**Given passage**
Irish jockey (1901–1923)

Frank Hayes (1901 – 4 June 1923) was an Irish horse trainer, stableman and jockey who, on 4 June 1923, at Belmont Park racetrack in Elmont, New York, won a steeplechase despite suffering a fatal heart attack in the latter part of the race.

== Biography and death ==
Hayes was 22 at the time of his death. He had never won a race before, as by profession he was not a jockey but a horse trainer and stableman. The horse, a 20:1 outsider called Sweet Kiss, was owned by Miss A. M. Frayling. Hayes died in the latter part of the race and his body remained in the saddle when Sweet Kiss crossed the finish line, winning by a head, making him the first, and so far only, jockey known to have won a race after death. Some theorized rapid weight loss contributed to his death.

== Aftermath ==
Hayes' death was not discovered until Miss Frayling and race officials came to congratulate him shortly after the race. It was suggested that the fatal heart attack may have been brought on by Hayes' extreme efforts to meet the weight requirements, as a newspaper reported he had slimmed down from 142 lb to 130 lb in "the last few days". Sweet Kiss was reported to have cantered to a halt a further 100 yards from the finish line, when the "jockey slipped slowly over his mount's side, fell face downward and lay still."

After the discovery of Hayes' death, all further post-race formalities were waived by the Jockey Club, the result being declared official without the weighing in. Hayes was buried three days later, dressed in his racing silks at Holy Cross Cemetery in Brooklyn, New York City. The horse never raced again, and it is claimed that Sweet Kiss was nicknamed "Sweet Kiss of Death" for the rest of her life.

**Study material**
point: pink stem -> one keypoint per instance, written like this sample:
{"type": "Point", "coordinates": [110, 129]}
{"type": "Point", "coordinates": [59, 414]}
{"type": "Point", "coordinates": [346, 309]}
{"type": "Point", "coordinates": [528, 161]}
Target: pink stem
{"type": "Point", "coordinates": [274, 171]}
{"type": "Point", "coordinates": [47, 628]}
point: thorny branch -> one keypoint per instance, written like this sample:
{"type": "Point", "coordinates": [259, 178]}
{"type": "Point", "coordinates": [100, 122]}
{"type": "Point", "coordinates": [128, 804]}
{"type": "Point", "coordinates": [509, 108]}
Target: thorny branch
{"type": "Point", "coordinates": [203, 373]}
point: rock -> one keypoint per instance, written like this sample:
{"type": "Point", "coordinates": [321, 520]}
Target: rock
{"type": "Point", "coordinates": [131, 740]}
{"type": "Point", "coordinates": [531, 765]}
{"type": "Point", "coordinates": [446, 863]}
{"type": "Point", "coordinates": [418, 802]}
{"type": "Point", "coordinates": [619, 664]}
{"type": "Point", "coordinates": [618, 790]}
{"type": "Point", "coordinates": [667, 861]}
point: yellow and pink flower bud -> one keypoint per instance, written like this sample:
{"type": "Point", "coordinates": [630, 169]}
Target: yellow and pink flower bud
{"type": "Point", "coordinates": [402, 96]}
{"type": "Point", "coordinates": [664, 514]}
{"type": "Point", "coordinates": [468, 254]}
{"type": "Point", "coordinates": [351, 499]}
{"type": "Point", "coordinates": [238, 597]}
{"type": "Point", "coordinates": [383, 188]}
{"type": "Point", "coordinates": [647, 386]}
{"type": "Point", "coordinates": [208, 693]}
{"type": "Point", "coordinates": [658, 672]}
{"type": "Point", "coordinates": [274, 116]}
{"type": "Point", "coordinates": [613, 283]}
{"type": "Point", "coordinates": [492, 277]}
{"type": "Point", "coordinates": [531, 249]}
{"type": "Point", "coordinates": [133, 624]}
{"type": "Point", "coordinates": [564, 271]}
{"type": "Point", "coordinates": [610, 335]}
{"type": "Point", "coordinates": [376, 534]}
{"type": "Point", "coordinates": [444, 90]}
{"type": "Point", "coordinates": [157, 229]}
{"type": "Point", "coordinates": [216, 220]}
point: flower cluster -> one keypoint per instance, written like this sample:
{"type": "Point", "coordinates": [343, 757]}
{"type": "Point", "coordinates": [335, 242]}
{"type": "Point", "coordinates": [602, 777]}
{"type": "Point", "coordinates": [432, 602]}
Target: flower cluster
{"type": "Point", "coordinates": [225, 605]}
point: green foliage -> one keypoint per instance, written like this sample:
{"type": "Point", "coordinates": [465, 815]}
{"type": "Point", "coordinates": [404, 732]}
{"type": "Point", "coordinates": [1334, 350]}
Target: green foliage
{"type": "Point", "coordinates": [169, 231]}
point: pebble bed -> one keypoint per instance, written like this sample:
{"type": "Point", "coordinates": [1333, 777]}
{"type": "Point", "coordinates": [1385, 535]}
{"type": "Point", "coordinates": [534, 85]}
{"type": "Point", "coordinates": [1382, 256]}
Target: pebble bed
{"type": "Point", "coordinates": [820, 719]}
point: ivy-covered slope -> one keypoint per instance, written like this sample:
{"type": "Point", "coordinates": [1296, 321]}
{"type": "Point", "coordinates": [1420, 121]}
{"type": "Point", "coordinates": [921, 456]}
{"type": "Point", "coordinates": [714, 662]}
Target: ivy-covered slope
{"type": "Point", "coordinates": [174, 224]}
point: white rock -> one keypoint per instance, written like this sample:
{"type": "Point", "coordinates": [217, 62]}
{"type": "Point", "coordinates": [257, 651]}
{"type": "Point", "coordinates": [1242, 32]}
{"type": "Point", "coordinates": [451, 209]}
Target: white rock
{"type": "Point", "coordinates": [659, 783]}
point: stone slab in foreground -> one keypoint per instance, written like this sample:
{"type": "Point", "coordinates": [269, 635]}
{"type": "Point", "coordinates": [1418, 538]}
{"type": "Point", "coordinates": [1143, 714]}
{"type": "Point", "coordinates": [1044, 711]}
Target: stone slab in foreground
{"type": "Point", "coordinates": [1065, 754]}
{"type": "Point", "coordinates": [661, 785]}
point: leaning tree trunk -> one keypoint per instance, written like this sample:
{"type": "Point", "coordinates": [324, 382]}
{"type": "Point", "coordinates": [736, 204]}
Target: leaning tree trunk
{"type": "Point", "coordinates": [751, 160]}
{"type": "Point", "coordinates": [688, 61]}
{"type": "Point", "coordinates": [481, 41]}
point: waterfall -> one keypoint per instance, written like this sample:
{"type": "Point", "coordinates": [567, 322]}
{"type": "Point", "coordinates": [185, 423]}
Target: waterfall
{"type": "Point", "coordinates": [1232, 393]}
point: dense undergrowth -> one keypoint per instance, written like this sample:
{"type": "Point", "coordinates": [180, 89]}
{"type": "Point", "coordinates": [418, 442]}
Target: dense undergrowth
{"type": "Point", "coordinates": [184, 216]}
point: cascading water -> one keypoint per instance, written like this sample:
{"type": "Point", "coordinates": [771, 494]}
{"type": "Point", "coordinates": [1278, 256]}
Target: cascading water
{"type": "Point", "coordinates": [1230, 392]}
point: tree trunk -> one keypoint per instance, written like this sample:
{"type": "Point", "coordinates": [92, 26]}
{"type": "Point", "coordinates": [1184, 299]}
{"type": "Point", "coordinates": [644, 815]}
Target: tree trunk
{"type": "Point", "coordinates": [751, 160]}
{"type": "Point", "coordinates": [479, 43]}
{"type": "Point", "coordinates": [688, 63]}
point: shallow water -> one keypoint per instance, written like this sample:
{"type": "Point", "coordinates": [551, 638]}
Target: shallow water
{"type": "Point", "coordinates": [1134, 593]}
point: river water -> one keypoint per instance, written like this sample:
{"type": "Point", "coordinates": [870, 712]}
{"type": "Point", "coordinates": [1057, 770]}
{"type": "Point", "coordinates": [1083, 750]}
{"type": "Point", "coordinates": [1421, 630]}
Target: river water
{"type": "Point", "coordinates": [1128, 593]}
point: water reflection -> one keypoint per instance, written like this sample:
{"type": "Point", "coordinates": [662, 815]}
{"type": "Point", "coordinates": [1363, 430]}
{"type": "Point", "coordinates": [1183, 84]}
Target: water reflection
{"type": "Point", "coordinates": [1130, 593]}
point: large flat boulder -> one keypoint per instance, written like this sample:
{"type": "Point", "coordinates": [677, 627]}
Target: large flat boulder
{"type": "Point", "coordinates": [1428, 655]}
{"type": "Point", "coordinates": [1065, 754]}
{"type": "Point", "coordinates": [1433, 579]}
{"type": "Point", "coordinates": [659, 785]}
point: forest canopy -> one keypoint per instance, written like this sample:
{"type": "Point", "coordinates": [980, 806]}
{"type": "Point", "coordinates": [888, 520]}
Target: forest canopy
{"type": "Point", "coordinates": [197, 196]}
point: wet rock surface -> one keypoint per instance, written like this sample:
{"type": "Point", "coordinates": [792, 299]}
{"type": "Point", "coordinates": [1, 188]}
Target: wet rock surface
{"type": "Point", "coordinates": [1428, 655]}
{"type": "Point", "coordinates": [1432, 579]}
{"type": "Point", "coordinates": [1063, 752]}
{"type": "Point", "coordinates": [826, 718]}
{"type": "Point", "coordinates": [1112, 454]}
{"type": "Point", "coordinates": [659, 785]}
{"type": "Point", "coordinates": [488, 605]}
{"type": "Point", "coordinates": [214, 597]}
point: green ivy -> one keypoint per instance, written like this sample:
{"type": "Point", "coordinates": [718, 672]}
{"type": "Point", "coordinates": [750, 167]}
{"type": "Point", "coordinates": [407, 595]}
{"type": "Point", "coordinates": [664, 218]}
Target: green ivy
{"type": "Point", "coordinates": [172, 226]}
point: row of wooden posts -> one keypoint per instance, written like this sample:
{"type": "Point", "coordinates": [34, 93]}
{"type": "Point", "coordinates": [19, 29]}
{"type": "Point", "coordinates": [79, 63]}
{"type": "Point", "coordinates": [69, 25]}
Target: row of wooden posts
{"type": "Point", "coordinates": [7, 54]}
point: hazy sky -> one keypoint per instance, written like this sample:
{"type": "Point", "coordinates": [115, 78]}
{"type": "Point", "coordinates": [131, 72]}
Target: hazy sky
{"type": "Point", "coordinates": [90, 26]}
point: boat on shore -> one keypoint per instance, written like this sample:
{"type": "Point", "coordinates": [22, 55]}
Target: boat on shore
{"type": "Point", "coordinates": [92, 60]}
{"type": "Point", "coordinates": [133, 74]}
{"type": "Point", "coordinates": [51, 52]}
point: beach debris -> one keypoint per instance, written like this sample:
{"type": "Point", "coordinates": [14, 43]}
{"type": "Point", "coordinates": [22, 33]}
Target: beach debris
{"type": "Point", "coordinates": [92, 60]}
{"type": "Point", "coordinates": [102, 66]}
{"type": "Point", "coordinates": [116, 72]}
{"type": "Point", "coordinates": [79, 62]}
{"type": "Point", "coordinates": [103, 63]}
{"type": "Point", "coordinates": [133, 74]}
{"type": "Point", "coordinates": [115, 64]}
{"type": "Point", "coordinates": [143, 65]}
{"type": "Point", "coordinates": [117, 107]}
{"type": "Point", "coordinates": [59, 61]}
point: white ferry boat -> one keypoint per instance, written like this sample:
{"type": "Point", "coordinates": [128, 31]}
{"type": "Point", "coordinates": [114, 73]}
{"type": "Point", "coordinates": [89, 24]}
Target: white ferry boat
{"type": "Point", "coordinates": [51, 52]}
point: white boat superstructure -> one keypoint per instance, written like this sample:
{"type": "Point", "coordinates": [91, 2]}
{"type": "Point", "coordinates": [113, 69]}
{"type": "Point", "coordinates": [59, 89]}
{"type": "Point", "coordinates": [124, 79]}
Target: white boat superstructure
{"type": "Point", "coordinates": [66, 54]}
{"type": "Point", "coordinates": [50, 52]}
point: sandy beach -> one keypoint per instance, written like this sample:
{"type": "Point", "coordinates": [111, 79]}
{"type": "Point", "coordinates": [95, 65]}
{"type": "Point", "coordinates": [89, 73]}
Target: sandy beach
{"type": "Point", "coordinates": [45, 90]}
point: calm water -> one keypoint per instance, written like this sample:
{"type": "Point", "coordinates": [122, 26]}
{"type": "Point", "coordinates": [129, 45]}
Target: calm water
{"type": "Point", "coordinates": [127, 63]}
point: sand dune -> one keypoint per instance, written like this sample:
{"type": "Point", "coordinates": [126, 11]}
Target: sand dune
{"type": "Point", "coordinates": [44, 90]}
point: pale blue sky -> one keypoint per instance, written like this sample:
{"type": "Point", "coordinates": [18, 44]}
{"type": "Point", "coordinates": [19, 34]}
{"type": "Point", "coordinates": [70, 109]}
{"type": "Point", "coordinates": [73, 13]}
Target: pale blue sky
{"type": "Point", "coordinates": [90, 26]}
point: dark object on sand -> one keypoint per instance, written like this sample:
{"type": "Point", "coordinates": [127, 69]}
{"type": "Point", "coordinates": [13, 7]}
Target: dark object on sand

**What the task asks**
In the text about Frank Hayes, who owned the horse Sweet Kiss?

**Response area**
Miss A. M. Frayling